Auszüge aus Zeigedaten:

◇ ◇ ◇ ◇

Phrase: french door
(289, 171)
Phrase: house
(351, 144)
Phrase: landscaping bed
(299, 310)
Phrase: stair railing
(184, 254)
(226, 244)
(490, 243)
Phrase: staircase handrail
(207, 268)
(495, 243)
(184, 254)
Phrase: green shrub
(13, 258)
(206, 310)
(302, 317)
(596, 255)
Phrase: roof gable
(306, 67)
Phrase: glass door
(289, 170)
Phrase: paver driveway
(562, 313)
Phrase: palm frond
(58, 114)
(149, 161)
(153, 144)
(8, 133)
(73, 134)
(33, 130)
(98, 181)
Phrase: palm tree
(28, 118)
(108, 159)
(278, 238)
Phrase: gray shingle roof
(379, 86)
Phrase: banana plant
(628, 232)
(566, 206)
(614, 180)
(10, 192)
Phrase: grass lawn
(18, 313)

◇ ◇ ◇ ◇

Gib sämtliche Einträge oben Zeile für Zeile unverändert wieder.

§ **Lösung der Aufgabe**:
Phrase: french door
(289, 171)
Phrase: house
(351, 144)
Phrase: landscaping bed
(299, 310)
Phrase: stair railing
(184, 254)
(226, 244)
(490, 243)
Phrase: staircase handrail
(207, 268)
(495, 243)
(184, 254)
Phrase: green shrub
(13, 258)
(206, 310)
(302, 317)
(596, 255)
Phrase: roof gable
(306, 67)
Phrase: glass door
(289, 170)
Phrase: paver driveway
(562, 313)
Phrase: palm frond
(58, 114)
(149, 161)
(153, 144)
(8, 133)
(73, 134)
(33, 130)
(98, 181)
Phrase: palm tree
(28, 118)
(108, 159)
(278, 238)
Phrase: gray shingle roof
(379, 86)
Phrase: banana plant
(628, 232)
(566, 206)
(614, 180)
(10, 192)
Phrase: grass lawn
(18, 313)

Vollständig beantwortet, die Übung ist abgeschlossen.